[Exercice à traiter]
Recopiez les lignes allant de celle qui contient « Could you please pick out the wire » jusqu'à la fin des entrées, en substituant « cable » à « wire ». Ne modifiez rien d'autre.

[Section des données]
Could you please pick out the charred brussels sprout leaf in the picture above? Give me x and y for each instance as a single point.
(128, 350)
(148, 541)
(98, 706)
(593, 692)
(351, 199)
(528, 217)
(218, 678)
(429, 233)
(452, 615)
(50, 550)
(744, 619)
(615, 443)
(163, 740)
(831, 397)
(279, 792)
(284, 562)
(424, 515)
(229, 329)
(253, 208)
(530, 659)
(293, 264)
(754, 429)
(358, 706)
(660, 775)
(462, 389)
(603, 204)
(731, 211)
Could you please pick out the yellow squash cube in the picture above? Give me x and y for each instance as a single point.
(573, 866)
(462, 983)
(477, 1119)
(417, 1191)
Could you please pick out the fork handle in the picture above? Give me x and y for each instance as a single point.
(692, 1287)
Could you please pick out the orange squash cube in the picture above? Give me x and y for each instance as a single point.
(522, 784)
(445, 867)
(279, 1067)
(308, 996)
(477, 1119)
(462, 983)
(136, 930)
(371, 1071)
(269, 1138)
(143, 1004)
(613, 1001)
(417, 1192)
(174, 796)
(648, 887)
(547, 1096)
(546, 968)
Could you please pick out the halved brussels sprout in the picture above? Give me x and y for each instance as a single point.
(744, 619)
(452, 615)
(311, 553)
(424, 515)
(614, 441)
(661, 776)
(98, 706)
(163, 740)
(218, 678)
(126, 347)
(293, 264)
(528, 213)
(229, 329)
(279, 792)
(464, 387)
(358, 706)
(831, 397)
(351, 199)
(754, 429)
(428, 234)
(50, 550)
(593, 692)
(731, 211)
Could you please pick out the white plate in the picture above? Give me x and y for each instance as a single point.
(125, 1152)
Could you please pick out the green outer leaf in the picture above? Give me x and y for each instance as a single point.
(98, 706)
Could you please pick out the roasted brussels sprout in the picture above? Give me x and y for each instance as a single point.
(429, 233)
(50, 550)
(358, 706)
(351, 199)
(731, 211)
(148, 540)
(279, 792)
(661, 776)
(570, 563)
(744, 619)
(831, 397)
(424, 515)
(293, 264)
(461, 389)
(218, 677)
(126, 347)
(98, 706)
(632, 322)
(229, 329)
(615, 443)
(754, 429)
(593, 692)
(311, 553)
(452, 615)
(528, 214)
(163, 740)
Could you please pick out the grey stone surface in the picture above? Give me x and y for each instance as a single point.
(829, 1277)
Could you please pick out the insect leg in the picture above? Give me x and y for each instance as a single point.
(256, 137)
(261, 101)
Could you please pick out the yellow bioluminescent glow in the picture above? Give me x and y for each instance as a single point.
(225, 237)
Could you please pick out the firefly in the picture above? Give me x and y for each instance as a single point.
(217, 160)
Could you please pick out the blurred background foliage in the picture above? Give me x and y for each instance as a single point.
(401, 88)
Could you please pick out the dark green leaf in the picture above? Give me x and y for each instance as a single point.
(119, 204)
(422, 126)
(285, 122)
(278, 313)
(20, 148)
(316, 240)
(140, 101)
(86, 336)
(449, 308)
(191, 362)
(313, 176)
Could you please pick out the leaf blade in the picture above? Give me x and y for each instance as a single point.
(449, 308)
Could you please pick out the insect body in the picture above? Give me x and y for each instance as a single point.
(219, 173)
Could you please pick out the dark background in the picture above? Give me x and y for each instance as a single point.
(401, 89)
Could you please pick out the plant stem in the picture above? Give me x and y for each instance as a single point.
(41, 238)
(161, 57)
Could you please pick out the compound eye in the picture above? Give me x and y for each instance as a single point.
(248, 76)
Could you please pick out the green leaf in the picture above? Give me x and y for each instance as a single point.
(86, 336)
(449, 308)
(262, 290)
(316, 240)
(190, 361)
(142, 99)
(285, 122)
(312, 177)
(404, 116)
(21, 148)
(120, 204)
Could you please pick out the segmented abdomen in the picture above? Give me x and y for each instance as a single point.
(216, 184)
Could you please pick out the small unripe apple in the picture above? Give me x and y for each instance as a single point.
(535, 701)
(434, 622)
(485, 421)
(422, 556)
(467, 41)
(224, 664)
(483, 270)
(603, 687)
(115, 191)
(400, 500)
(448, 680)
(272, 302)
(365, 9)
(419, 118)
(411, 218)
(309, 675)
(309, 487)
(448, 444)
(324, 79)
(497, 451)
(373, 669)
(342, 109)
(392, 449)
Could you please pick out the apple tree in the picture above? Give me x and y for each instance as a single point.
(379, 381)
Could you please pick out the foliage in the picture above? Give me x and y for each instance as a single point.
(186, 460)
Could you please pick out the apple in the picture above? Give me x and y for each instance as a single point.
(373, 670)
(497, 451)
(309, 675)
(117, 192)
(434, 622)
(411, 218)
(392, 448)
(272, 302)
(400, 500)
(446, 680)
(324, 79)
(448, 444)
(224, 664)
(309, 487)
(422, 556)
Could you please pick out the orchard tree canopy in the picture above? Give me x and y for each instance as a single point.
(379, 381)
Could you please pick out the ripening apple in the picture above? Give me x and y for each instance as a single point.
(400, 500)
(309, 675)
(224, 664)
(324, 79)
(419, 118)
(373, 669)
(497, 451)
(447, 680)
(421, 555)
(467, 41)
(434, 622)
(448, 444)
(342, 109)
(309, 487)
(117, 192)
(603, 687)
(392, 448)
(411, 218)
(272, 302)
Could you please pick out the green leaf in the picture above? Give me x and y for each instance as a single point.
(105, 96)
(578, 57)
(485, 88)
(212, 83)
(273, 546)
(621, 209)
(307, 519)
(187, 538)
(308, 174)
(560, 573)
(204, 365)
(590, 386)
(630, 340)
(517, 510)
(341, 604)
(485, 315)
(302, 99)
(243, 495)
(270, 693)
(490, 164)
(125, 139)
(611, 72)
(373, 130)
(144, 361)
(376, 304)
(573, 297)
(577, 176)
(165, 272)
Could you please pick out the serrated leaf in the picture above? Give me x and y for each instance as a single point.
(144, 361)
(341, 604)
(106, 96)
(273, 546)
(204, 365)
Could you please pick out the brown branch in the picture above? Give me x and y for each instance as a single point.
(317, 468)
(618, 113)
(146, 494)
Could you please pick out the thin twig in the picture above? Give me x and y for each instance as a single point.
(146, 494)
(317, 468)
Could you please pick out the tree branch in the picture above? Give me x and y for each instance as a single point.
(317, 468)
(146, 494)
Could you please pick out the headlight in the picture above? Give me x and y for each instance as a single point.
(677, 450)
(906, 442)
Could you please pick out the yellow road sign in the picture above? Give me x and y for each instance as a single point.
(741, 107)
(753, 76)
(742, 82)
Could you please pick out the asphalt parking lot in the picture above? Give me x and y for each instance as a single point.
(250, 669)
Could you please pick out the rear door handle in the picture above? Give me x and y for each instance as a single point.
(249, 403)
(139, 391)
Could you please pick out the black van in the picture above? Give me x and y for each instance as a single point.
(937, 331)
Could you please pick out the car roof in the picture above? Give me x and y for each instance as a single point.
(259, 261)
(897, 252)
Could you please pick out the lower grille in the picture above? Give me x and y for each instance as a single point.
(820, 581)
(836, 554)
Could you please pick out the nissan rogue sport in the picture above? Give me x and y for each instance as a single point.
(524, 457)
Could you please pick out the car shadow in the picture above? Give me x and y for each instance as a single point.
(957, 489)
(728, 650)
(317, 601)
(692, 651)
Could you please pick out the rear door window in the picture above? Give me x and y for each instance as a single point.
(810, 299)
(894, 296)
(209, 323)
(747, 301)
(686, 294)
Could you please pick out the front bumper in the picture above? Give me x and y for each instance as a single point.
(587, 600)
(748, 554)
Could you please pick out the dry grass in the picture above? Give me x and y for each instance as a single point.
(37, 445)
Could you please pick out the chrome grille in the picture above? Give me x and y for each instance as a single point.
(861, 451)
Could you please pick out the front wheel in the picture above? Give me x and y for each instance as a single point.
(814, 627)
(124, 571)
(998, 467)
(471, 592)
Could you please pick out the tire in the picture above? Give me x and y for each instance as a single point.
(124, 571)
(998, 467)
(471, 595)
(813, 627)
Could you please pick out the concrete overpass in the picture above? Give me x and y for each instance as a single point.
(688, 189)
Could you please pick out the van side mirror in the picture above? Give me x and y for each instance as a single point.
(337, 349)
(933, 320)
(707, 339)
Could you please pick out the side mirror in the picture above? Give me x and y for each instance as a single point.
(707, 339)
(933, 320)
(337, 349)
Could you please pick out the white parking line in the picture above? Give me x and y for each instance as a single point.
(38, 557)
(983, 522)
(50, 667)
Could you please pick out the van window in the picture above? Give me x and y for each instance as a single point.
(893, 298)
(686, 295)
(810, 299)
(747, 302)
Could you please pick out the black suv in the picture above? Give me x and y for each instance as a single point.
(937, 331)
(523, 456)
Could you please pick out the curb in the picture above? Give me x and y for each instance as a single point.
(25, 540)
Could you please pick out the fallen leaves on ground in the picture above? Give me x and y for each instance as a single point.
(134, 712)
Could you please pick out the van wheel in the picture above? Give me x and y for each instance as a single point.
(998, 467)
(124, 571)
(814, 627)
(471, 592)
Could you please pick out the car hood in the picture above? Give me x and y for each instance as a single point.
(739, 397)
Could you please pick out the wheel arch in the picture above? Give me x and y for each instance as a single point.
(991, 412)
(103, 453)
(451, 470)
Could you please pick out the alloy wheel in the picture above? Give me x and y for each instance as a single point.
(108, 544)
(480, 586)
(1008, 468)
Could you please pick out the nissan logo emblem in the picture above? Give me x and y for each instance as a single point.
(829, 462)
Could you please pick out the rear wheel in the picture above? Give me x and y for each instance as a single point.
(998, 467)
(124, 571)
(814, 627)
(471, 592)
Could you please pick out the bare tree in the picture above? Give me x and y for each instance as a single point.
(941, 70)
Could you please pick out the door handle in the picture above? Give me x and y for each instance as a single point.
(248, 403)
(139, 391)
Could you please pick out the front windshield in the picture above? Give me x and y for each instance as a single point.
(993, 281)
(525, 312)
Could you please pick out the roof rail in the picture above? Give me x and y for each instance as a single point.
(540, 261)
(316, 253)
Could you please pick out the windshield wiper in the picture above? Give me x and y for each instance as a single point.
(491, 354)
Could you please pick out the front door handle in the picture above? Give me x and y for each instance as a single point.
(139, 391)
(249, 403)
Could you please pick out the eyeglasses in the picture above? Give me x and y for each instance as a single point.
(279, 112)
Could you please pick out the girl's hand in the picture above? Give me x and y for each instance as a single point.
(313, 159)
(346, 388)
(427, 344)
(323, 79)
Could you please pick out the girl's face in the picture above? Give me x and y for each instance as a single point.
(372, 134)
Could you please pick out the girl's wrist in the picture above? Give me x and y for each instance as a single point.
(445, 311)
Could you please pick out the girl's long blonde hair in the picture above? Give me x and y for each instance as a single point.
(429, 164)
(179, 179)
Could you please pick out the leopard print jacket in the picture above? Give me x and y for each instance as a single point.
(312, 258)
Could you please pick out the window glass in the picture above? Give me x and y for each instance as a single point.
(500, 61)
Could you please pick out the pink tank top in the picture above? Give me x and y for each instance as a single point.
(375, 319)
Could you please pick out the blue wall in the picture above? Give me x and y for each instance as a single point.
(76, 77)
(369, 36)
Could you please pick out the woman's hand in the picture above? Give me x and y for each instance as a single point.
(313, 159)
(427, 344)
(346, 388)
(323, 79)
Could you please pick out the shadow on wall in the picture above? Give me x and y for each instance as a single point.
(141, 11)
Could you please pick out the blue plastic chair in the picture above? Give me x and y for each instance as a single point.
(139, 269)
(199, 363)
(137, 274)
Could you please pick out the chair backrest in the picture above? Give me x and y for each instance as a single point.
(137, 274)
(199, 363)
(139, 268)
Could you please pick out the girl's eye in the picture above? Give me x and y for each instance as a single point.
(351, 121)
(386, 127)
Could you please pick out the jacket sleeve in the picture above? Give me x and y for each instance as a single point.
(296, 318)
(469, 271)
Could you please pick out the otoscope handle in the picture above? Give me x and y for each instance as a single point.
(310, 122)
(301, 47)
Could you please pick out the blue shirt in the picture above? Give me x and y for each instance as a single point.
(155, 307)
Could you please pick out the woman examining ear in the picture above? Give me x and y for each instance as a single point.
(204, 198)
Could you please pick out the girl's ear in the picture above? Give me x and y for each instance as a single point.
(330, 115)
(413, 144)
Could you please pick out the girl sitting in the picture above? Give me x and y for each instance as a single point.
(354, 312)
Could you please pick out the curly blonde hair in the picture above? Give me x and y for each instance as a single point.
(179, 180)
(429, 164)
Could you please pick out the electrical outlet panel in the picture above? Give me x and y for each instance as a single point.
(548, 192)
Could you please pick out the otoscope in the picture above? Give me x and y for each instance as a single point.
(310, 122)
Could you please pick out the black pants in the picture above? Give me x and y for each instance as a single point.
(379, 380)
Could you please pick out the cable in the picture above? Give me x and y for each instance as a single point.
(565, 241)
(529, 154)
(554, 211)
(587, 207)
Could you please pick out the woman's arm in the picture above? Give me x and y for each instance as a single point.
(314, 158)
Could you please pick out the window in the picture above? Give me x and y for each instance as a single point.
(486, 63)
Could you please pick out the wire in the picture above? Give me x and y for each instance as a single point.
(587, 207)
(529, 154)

[Exercice corrigé]
Could you please pick out the cable in the picture above? Give me x and y for each instance as a single point.
(587, 207)
(529, 154)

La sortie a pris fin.